▶ [What is needed]
Print the listing as it stands, omitting all images.

===== Information shown

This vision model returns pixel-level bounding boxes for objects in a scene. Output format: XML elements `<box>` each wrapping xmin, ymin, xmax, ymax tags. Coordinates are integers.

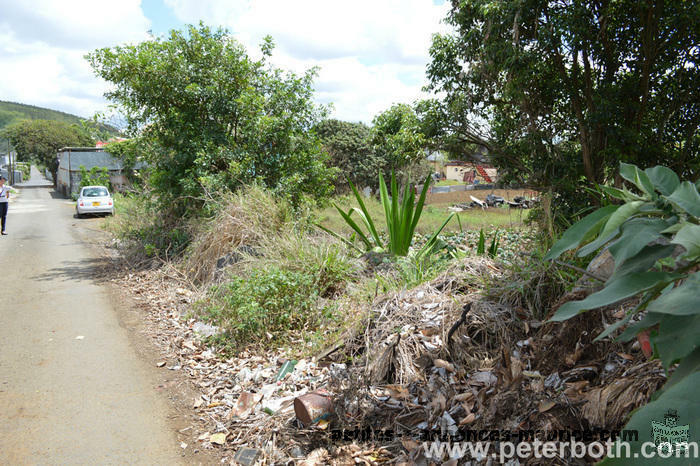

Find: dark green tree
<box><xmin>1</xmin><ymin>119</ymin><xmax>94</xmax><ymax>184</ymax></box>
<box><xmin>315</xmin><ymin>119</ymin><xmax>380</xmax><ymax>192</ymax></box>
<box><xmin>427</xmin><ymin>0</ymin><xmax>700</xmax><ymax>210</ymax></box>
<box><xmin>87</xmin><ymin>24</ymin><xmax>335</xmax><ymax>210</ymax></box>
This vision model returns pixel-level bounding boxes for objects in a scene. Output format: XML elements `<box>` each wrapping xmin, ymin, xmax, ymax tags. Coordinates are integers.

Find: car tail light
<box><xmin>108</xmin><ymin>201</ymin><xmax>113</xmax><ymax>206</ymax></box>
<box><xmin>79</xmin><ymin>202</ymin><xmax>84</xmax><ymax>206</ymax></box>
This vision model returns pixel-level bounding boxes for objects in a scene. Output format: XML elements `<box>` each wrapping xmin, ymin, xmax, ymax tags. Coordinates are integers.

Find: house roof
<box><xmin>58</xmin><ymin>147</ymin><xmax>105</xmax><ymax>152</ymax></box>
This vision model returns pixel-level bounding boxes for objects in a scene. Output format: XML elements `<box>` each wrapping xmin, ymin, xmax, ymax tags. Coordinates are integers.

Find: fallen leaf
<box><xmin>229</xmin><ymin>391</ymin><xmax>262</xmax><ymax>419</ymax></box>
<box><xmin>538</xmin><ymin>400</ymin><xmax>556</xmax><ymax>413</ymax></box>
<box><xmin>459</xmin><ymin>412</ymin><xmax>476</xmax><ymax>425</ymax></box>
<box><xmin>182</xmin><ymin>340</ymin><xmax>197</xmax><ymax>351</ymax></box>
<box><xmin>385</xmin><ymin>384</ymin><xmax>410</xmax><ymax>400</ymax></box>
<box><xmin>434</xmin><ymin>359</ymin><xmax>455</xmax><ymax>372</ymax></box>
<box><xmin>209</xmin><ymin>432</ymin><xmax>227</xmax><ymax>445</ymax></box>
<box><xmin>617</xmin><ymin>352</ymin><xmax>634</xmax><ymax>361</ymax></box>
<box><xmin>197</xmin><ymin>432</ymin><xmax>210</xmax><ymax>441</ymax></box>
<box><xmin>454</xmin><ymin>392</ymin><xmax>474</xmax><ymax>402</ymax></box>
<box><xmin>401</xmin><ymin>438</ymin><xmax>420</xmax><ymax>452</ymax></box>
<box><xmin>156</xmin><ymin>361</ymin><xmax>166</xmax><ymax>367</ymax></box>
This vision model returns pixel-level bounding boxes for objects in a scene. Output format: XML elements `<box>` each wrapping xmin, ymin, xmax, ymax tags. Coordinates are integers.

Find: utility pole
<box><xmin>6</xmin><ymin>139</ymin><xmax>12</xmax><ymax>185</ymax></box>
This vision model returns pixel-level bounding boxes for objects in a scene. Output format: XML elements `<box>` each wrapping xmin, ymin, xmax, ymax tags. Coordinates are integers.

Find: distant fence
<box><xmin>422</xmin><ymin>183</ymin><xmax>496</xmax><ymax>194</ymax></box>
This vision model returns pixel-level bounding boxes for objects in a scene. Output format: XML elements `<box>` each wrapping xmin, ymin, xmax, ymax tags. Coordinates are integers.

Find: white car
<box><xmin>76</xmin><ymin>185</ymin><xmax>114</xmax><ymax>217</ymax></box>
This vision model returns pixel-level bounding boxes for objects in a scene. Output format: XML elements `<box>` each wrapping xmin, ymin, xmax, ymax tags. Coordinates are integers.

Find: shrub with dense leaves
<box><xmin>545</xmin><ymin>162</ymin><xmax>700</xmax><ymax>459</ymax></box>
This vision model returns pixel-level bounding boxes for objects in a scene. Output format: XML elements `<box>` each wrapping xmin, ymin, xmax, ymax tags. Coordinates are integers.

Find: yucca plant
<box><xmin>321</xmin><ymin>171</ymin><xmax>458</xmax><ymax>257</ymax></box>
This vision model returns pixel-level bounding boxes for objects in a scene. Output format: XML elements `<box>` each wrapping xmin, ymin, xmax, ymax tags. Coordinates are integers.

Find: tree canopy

==========

▶ [Exercise result]
This vision model returns pixel-level bounding boxes for objects in a scene. Output format: XML elements `<box>` each wrapping xmin, ymin, xmax, ymax tags. Coordinates are integers.


Find: dark green tree
<box><xmin>1</xmin><ymin>119</ymin><xmax>94</xmax><ymax>184</ymax></box>
<box><xmin>315</xmin><ymin>119</ymin><xmax>380</xmax><ymax>192</ymax></box>
<box><xmin>427</xmin><ymin>0</ymin><xmax>700</xmax><ymax>210</ymax></box>
<box><xmin>87</xmin><ymin>24</ymin><xmax>335</xmax><ymax>210</ymax></box>
This vision model returns pixel-level bounding boxes for objects in a scene. Output format: XML elements `<box>` each wrapping xmin, ymin, xmax, ymax tags. Coordinates are integers.

Find: car tail light
<box><xmin>108</xmin><ymin>201</ymin><xmax>113</xmax><ymax>206</ymax></box>
<box><xmin>79</xmin><ymin>202</ymin><xmax>84</xmax><ymax>206</ymax></box>
This vision model returns pixel-level bounding boxes for objects in a scene. Output format: XML elements `<box>` each wrapping xmin, ymin, xmax, ymax tags. Coordinates are integers.

Find: house roof
<box><xmin>58</xmin><ymin>147</ymin><xmax>105</xmax><ymax>152</ymax></box>
This vision model returns pixel-level bounding boxes for objects in a scene. Output format: XML elements `<box>` each wrapping xmin, ymin, xmax, ymax tags. Coordinates are integers.

Find: fallen leaf
<box><xmin>229</xmin><ymin>391</ymin><xmax>262</xmax><ymax>419</ymax></box>
<box><xmin>538</xmin><ymin>400</ymin><xmax>556</xmax><ymax>413</ymax></box>
<box><xmin>459</xmin><ymin>412</ymin><xmax>476</xmax><ymax>425</ymax></box>
<box><xmin>182</xmin><ymin>340</ymin><xmax>197</xmax><ymax>351</ymax></box>
<box><xmin>385</xmin><ymin>384</ymin><xmax>410</xmax><ymax>400</ymax></box>
<box><xmin>434</xmin><ymin>359</ymin><xmax>455</xmax><ymax>372</ymax></box>
<box><xmin>209</xmin><ymin>432</ymin><xmax>227</xmax><ymax>445</ymax></box>
<box><xmin>617</xmin><ymin>352</ymin><xmax>634</xmax><ymax>361</ymax></box>
<box><xmin>197</xmin><ymin>432</ymin><xmax>210</xmax><ymax>441</ymax></box>
<box><xmin>454</xmin><ymin>392</ymin><xmax>474</xmax><ymax>402</ymax></box>
<box><xmin>401</xmin><ymin>438</ymin><xmax>420</xmax><ymax>452</ymax></box>
<box><xmin>156</xmin><ymin>361</ymin><xmax>166</xmax><ymax>367</ymax></box>
This vision model returns pixel-level bounding boxes for objects in a scene. Output format: XML elements `<box>` each wrapping xmin, ymin, xmax, ymax tags. Coordinates are integers.

Find: utility pole
<box><xmin>6</xmin><ymin>139</ymin><xmax>12</xmax><ymax>185</ymax></box>
This vision model returns pixel-level bounding boxes for objects in a scene. Output format: XML elements `<box>` each wrapping xmin, ymin, xmax, ymax tags. Coordinates are integers.

Find: distant fence
<box><xmin>422</xmin><ymin>183</ymin><xmax>496</xmax><ymax>194</ymax></box>
This vision model returns pixel-level bounding boxes for objects in a scene. Output format: XML elements `<box>` each wrapping xmin, ymin, xmax, ymax tags. Coordinates are integers.

Find: white car
<box><xmin>76</xmin><ymin>185</ymin><xmax>114</xmax><ymax>217</ymax></box>
This vision model returns pixel-level bounding boxes for objects in a scene. Output format: XML elements `<box>` each wrapping xmin, ymin, xmax, ymax tags. Coordinates are integers.

Find: shrub with dense leaves
<box><xmin>545</xmin><ymin>162</ymin><xmax>700</xmax><ymax>459</ymax></box>
This vision model returns pixel-level bounding boxes for objects in a scene. Output format: XML elements `<box>` each wrapping xmin, ymin, xmax, ymax tags. Coordinates are integers.

Find: yucca plant
<box><xmin>321</xmin><ymin>171</ymin><xmax>458</xmax><ymax>257</ymax></box>
This vision model returns pixel-level bounding boxes for objects in a scene. Output format: XML elements `<box>` each wrapping xmin, ymin, xmax, ymax tags. Coordinates are integers.

Find: tree canopy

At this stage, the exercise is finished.